(要件): 以下の素材全体で「service」を「system」に置き換え、ほかは一字も変えずに書き直すこと。

▼▼▼

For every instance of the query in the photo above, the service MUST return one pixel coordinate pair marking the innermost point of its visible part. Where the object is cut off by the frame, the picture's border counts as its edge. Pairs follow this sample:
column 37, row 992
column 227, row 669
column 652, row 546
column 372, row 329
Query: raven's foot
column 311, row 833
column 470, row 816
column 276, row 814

▲▲▲

(完成した回答):
For every instance of the query in the photo above, the system MUST return one pixel coordinate pair marking the innermost point of its visible part. Where the object is cut off by the frame, the picture's border counts as its edge. Pairs follow this sample:
column 37, row 992
column 227, row 669
column 652, row 546
column 372, row 329
Query: raven's foot
column 311, row 833
column 470, row 816
column 276, row 814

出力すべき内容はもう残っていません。